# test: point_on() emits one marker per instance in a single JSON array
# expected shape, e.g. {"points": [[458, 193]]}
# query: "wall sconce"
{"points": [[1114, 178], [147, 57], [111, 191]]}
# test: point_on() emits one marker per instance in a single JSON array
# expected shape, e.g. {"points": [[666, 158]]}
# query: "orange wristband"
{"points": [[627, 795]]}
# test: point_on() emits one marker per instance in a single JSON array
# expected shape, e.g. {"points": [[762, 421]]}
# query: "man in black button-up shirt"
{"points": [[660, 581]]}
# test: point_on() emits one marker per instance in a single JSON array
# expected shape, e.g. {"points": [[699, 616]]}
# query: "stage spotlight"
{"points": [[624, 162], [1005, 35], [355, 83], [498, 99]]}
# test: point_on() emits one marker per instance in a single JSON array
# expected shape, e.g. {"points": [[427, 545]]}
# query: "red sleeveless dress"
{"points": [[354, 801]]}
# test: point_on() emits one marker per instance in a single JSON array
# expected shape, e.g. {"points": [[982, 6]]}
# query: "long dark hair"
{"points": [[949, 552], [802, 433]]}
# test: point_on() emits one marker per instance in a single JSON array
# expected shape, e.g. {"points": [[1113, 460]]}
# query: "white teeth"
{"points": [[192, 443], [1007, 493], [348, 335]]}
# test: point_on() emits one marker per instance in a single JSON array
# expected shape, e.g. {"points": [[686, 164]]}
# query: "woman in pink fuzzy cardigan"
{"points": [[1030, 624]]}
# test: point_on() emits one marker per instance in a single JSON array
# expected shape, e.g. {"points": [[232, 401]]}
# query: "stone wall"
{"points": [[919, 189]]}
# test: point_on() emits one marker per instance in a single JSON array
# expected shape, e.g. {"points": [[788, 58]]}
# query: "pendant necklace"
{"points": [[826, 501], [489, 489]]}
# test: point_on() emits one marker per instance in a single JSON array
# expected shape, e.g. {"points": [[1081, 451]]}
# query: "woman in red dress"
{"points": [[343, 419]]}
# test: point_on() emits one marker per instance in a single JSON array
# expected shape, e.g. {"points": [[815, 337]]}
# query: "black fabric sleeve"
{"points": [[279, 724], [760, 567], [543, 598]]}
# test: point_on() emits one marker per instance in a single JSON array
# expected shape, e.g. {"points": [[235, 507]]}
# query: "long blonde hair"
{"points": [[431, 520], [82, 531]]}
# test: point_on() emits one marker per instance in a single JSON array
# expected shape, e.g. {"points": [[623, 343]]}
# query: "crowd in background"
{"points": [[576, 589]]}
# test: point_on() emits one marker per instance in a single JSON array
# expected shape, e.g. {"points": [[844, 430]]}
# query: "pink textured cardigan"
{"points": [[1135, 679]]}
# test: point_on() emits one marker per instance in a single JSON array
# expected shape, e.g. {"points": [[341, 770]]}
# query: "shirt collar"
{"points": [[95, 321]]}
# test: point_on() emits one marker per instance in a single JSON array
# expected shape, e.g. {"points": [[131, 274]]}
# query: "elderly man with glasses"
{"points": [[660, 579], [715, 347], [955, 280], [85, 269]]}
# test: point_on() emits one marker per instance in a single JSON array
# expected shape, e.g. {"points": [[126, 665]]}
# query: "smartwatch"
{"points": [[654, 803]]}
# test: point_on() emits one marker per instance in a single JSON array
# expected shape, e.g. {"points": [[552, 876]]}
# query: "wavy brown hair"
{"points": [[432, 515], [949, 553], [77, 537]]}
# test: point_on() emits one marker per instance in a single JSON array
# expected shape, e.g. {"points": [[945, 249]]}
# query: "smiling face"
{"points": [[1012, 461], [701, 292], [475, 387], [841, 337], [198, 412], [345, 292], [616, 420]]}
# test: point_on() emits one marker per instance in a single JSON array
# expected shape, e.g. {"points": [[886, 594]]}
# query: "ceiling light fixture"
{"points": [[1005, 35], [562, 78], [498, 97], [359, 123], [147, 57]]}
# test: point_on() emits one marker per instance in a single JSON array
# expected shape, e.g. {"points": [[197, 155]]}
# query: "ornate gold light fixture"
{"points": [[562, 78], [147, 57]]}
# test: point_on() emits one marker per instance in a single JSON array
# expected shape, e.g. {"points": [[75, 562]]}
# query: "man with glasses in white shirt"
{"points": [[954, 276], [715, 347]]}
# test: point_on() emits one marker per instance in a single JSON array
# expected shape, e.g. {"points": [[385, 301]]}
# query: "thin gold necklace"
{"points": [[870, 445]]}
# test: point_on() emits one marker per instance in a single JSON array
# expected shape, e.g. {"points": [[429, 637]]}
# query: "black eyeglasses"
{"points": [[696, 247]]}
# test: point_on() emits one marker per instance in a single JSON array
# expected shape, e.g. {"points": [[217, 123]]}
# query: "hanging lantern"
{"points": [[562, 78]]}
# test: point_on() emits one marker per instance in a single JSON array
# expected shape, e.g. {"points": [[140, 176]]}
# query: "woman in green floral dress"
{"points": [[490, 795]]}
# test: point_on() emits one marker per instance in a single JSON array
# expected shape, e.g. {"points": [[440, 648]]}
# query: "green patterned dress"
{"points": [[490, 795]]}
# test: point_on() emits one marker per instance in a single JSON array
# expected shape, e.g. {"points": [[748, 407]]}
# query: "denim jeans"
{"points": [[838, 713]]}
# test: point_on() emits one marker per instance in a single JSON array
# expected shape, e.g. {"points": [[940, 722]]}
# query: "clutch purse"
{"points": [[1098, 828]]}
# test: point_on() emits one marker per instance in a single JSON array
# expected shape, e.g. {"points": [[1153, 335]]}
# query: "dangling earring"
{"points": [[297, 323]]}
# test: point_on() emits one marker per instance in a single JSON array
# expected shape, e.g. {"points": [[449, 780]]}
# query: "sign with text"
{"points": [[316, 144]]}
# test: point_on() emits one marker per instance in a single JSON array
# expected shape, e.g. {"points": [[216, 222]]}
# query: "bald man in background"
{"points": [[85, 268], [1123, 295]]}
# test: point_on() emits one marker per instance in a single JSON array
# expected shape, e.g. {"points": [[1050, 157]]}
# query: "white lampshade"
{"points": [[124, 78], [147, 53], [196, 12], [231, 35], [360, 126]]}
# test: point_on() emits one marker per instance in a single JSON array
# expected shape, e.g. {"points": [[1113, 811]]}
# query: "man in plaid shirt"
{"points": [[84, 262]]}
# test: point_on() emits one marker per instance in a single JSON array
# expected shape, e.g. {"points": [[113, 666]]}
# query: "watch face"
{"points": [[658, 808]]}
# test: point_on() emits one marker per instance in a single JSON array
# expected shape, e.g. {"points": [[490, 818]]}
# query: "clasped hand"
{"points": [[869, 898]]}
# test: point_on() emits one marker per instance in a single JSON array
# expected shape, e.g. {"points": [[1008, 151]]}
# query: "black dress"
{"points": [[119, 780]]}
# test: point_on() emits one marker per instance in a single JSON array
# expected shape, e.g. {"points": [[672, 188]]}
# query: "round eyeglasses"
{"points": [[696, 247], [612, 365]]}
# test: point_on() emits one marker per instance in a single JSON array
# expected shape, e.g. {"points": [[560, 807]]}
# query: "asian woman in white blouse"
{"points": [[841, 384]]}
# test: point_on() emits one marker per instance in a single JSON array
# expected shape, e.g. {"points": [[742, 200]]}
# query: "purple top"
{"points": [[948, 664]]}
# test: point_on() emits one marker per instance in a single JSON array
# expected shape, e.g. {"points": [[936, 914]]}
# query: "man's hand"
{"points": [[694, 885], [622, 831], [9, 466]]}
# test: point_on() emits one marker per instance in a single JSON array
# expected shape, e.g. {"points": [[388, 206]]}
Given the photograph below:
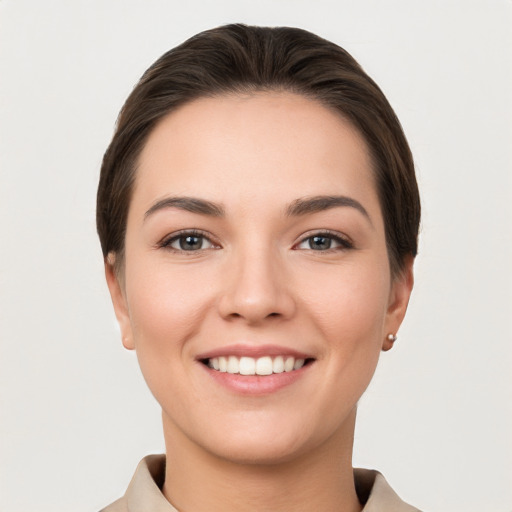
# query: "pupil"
{"points": [[189, 243], [320, 242]]}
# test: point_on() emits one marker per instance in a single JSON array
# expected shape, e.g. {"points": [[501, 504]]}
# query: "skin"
{"points": [[257, 280]]}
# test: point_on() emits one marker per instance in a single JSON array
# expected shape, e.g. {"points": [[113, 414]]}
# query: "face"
{"points": [[256, 288]]}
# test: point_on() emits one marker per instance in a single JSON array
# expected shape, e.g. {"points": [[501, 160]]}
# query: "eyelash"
{"points": [[166, 243], [343, 241]]}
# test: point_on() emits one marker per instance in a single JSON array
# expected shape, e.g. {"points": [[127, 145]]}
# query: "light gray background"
{"points": [[75, 413]]}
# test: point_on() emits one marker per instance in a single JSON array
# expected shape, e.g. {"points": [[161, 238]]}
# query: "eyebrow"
{"points": [[189, 204], [316, 204], [298, 207]]}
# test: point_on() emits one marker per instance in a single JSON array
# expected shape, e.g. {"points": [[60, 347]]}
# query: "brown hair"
{"points": [[244, 59]]}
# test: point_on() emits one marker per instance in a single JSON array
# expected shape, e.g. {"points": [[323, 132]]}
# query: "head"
{"points": [[258, 201], [242, 60]]}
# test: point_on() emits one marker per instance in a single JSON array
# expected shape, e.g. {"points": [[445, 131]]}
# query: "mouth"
{"points": [[260, 366]]}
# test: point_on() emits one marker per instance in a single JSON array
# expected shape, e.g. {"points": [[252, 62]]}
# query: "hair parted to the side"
{"points": [[246, 59]]}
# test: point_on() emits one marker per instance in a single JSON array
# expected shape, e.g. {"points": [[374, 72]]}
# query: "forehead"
{"points": [[233, 147]]}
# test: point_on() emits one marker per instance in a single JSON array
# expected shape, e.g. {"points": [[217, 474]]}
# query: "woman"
{"points": [[258, 214]]}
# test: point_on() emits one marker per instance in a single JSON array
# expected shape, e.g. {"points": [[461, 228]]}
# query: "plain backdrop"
{"points": [[75, 414]]}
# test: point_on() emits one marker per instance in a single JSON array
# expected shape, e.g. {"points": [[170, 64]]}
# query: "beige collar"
{"points": [[144, 492]]}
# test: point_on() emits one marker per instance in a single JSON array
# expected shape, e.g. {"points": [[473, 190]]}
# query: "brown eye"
{"points": [[324, 242], [319, 243], [188, 242]]}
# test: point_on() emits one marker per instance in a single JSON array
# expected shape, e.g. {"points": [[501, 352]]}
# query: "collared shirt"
{"points": [[144, 494]]}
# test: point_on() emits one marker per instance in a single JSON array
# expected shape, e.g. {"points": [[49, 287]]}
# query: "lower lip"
{"points": [[256, 384]]}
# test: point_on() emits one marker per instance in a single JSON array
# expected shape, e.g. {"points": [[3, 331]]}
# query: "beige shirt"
{"points": [[144, 494]]}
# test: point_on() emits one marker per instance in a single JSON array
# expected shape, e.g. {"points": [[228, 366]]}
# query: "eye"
{"points": [[324, 242], [189, 241]]}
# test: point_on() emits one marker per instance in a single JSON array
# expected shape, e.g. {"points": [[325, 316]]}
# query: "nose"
{"points": [[256, 289]]}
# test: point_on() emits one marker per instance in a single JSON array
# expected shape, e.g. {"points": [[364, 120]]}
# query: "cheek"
{"points": [[349, 304], [166, 306]]}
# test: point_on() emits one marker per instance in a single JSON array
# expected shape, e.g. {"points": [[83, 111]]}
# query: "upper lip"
{"points": [[255, 351]]}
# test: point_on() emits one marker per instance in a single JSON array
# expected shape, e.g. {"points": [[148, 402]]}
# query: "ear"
{"points": [[400, 292], [118, 296]]}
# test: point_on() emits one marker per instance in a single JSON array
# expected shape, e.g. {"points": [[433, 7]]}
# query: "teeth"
{"points": [[250, 366]]}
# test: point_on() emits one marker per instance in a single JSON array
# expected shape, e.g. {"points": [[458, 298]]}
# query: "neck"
{"points": [[320, 479]]}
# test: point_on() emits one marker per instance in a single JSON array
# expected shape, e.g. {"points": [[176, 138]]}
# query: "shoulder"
{"points": [[378, 496], [119, 505]]}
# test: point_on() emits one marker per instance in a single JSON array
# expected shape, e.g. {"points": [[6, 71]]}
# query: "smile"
{"points": [[265, 365]]}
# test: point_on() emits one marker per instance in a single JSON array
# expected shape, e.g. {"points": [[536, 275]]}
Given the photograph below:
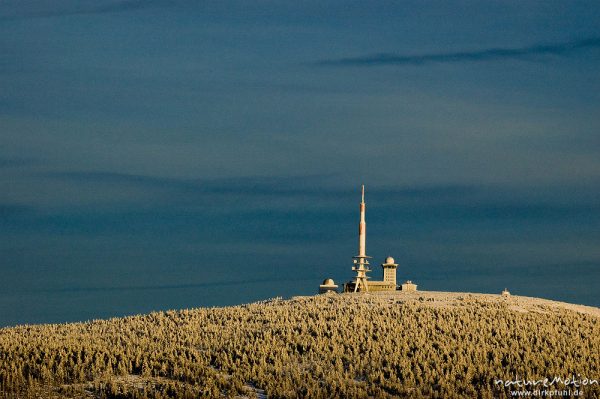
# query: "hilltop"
{"points": [[394, 344]]}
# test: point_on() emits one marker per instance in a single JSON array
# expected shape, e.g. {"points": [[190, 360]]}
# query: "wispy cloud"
{"points": [[54, 9], [490, 54]]}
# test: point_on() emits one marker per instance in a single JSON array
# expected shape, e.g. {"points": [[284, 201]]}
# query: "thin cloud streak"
{"points": [[491, 54], [70, 9]]}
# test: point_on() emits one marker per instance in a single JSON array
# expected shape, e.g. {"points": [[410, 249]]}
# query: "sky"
{"points": [[173, 154]]}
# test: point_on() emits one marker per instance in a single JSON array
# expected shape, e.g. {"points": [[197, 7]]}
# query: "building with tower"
{"points": [[361, 282]]}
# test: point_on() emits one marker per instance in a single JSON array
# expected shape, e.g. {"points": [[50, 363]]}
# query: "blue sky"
{"points": [[166, 140]]}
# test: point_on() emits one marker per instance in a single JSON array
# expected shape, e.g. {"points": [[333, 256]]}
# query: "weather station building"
{"points": [[361, 282]]}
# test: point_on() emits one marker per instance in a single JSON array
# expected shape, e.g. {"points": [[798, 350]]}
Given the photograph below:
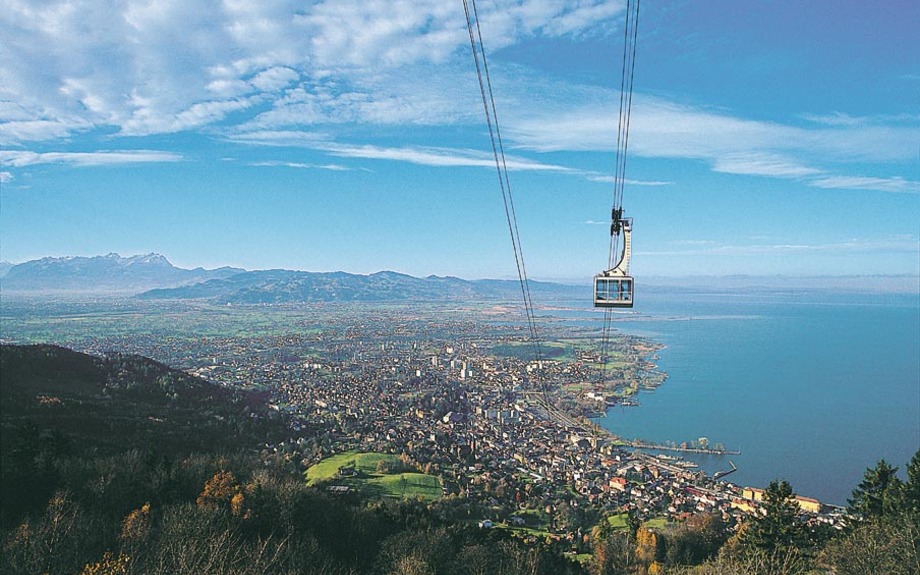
--------------------
◆ Work to do: Count the lines in the entries above that contain the string "building", treating case as significant, and give only the number.

◆ Reply: 2